(Records of labeled points)
::::::
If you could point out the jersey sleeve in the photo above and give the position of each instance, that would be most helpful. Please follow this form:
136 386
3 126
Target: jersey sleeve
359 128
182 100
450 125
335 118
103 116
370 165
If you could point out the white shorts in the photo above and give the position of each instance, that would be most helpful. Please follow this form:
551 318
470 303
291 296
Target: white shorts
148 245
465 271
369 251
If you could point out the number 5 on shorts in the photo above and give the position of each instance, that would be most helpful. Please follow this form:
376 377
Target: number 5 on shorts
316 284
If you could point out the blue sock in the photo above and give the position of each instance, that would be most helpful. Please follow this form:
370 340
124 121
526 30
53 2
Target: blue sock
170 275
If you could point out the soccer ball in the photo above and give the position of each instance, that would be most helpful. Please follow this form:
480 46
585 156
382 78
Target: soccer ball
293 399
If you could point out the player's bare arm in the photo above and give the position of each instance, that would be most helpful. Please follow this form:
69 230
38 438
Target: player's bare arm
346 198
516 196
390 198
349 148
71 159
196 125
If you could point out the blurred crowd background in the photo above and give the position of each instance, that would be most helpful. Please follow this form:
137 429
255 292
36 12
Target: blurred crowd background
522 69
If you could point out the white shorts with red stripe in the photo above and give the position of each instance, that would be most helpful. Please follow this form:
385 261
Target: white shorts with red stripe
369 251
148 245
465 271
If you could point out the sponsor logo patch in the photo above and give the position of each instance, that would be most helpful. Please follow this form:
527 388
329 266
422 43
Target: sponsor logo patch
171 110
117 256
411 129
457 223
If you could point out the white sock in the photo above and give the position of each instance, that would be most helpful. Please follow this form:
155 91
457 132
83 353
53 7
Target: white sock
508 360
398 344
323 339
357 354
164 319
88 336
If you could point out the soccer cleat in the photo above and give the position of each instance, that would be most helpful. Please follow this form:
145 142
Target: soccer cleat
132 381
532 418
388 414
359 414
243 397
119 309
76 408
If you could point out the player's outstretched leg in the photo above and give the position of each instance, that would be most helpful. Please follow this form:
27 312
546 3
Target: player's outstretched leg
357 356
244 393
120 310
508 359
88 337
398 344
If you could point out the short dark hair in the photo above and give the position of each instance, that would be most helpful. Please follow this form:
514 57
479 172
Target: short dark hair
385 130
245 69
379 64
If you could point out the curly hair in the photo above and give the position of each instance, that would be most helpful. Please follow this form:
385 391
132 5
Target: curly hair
::::::
**WHAT NEEDS TO BE DONE:** Reproduce the listing above verbatim, starting at the line that contains "If you could point out the short" and ending at the last line of the listing.

**EXERCISE SOLUTION:**
If you could point out the short dark hair in the photo above and give the position of each instance, that would be most helpful. Please follow this form:
514 57
479 172
Target: short dark hair
385 130
245 69
379 64
If you could point out the curly hair in the photo above and give the position of each instance, that would be most helpful. Please follow this form:
385 391
132 5
Target: curly hair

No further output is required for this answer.